Technical Blog Post
S&P agent reports SQLCODE=-960, SQLSTATE=57011
Summarization and Pruning agent reports SQLCODE=-960, SQLSTATE=57011
There have been a number of cases where partitioning has been running on the warehouse database and the following error has been seen in the S&P logs:
== 13237562 t=work7 EXCEPTION: com.tivoli.twh.ksy.core.KSYException:
com.ibm.db2.jcc.am.SqlException: The maximum number of objects have been
created in the table spaces with the following names or identifiers
"USERSPACE1".. SQLCODE=-960, SQLSTATE=57011, DRIVER=3.64.106
Or the S&P agent has not be working correctly and this has been seen in the DB2daig.log:
FUNCTION: DB2 UDB, catalog services, sqlrlAlterPartitionOps, probe:100
MESSAGE : ZRC=0x85020007=-2063466489=SQLB_NTOK "no file token available"
DIA8307C Maximum file tokens were used.
DATA #1 : String, 9 bytes
These errors indicate that the maximum number of table objects in the table space has been reached, and thus DB2 is not able to add another partition.
Once the limit has been hit it cannot be increased and the only option is to move data to another tablespace which is below the limit or remove some partitions.
Since the S&P agent can only work with one table space it is not possible to send the data to another tables space, so the number of partitions needs to be reduced.
To clear down the database to be able to work again the empty partitions need to be removed and older partitions need to be pruned.
One way to do this is given below but first some information on why the limit can be hit.
Why it happens:
The issue is due to the number of partitions that are needed if the data is not pruned in a realistic fashion.
Note: It would be possible to revert back to a non partitioned database, however performance will suffer greatly.
This is especially true as time goes by due to the large amount of processing required on the Database Server's part to process all the rows.
With Partitioning we have measured a 50% improvement in performance, without Partitioning it may take DAYS to process all the table aggregations.
Also any TCR (tTvoli Common Reporting) reports would also gradually take a longer and longer time to be produced.

* Directions:
A – The blog post on the SQLCODE=-960 error warns about dropping partitioning. List each drawback it gives for running the warehouse database without partitioning.
B – Write the next part of the blog post on the S&P agent SQLCODE=-960 error, picking up after its last sentence.

* Data excerpt:

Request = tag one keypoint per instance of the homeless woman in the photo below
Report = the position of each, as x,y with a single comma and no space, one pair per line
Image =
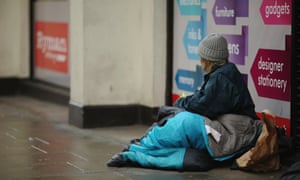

* Per-task outputs:
A –
- Performance will suffer greatly, and more so as time goes by.
- Processing all the table aggregations may take days.
- TCR (Tivoli Common Reporting) reports would take longer and longer to be produced.

B –
To explain how the partition number can increase too high lets look at how the partitioning works:
The WPA and S&P are configured to use partitioning and a value for "KSY_PARTITONS_UPWARD" (Number of Partitions into the future) is set, the defualt is 10, and for this discussion that is the value we will be use.
So when Range Partitioning is enabled, the WPA and the KSY Agent create ten (10) Partitions in the WAREHOUS Database for the Raw Table,
For example lets use the agent attribute: KUD_DB2_Database00, and each of the Aggregation Tables (KUD_DB2_Database00_H, KUD_DB2_Database00_D, KUD_DB2_Database00_W, KUD_DB2_Database00_M, KUD_DB2_Database00_Q, KUD_DB2_Database00_Y) that are defined by the customer in for their TEP Historical Collection Configuration.
For the Detail (Raw) table KUD_DB2_Database00 the WPA will create one Partition to hold today's data, one Partition for all data received from Agents before today (also known as the _MV Partition),
and ten (10) Partitions into the future. This means that initially there are twelve (12) Partitions created for the Raw Table.
So for the Weekly Aggregation table KUD_DB2_Database00_W we create one Partition (P20180121_MV) for data collected from Agents that is older than this week, one Partition to contain Agent data for this week (P20180128) and ten Partitions to hold Agent data into the future P20180204, P20180211,P20180218, P20180225, P20180304, P20180311, P20180318, P20180325, P20180401, and P20180408.
For again a total of twelve (12) Partitions.
Therefore there are twelve Partitions for each of these Aggregation tables.
As periods of time, Days, Weeks, Months, Quarters and Years, pass the KSY Agent rotates the Partitions in these tables such that the number of Partitions into the future is maintained.
So when next week arrives, what was the Partition _MV which held Agent data older than last week, becomes the new _MV Partition, the previous _MV Partition is dropped and a new future Partition is added.
Again retaining a total Partition count of twelve.
This rotation is repeated for all Raw and Aggregation tables that the customer has configured via the TEP Desktop Historical Collection Configuration dialog.
This all works fine for any particular table as long as the configuration for the retention of data is less than the twelve units of Partitions data initially allocated.
The configuration for the retention of data is set by the value of when the tables are pruned.
However when the configuration of Agent data retention value exceeds the Number of Future Partitions, the rotation algorithm changes.
For example in this case below of what is set for the historical collection; the Number of Partitions into the Future was set as ten (10) but the retention values in the historical collection of several tables exceeds this value.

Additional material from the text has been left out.